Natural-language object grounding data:
:::
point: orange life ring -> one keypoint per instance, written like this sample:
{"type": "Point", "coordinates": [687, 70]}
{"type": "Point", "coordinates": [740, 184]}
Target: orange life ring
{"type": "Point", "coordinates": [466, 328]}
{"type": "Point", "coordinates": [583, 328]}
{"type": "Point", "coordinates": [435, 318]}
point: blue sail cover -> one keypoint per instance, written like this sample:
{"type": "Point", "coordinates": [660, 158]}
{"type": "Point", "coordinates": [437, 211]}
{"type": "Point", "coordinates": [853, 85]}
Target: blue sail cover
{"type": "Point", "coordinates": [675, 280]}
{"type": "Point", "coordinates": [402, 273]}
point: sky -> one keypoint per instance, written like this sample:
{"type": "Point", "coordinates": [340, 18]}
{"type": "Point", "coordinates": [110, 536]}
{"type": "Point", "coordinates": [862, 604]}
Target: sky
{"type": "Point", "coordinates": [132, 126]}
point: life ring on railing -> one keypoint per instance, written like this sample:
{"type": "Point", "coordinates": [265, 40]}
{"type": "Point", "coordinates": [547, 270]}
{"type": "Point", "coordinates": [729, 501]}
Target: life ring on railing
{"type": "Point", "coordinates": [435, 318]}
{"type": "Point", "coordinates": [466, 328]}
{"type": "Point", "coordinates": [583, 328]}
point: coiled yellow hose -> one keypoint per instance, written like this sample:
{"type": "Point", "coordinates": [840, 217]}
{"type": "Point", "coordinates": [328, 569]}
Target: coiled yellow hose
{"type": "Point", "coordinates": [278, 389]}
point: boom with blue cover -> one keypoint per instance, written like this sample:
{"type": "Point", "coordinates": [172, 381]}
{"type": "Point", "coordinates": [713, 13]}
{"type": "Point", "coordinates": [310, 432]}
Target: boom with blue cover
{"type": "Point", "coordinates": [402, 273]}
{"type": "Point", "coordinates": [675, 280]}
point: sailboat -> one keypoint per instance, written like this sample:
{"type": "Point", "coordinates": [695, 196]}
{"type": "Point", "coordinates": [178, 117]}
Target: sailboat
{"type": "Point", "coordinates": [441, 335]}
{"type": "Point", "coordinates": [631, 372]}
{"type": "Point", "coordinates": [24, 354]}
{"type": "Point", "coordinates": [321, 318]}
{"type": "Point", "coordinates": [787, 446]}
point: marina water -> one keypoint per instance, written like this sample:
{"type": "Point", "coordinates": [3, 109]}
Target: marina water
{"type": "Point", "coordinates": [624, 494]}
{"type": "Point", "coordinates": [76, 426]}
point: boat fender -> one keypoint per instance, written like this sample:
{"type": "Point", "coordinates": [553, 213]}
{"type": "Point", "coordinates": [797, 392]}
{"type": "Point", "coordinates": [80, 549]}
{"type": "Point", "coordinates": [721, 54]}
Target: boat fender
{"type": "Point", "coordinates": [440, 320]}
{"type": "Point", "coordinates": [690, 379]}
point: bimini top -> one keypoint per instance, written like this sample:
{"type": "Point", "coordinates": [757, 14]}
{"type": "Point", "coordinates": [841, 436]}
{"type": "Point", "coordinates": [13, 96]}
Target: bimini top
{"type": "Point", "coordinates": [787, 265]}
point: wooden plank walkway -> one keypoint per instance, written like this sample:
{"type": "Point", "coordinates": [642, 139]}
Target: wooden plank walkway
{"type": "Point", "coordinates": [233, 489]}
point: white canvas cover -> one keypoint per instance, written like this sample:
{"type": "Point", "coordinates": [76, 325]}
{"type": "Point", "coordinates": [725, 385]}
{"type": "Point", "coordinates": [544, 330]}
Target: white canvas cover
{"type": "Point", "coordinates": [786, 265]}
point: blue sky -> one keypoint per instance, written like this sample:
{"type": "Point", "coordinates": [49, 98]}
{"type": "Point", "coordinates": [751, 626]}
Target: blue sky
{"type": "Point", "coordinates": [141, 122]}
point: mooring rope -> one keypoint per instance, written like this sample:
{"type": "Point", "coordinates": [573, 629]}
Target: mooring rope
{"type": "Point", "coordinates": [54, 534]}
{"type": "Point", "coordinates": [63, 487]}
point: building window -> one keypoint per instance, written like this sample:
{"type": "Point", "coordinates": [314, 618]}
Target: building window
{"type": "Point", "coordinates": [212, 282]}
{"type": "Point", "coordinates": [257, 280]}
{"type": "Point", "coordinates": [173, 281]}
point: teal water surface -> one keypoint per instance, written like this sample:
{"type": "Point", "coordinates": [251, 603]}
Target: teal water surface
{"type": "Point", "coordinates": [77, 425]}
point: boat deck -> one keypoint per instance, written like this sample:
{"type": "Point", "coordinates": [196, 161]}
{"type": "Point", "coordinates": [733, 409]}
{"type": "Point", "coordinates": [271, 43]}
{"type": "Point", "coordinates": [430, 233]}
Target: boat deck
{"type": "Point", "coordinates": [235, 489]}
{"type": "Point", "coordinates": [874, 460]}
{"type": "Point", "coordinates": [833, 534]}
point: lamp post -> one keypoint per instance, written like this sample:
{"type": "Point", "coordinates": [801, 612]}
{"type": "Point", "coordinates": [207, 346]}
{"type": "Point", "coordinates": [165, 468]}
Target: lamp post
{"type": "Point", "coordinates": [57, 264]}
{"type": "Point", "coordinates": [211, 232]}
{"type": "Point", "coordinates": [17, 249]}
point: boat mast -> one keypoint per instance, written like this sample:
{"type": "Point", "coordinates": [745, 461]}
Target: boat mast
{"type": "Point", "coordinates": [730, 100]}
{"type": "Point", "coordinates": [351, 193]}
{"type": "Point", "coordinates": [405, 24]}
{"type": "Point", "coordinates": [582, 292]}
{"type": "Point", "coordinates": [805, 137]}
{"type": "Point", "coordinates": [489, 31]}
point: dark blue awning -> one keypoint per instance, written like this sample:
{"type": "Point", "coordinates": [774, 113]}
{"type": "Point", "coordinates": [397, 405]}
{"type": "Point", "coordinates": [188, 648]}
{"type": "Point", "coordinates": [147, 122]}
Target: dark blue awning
:::
What the exercise asks: From the records above, pull every line that has the string "dark" and copy it.

Task response:
point: dark blue awning -> one keypoint per instance, written like this sample:
Target: dark blue awning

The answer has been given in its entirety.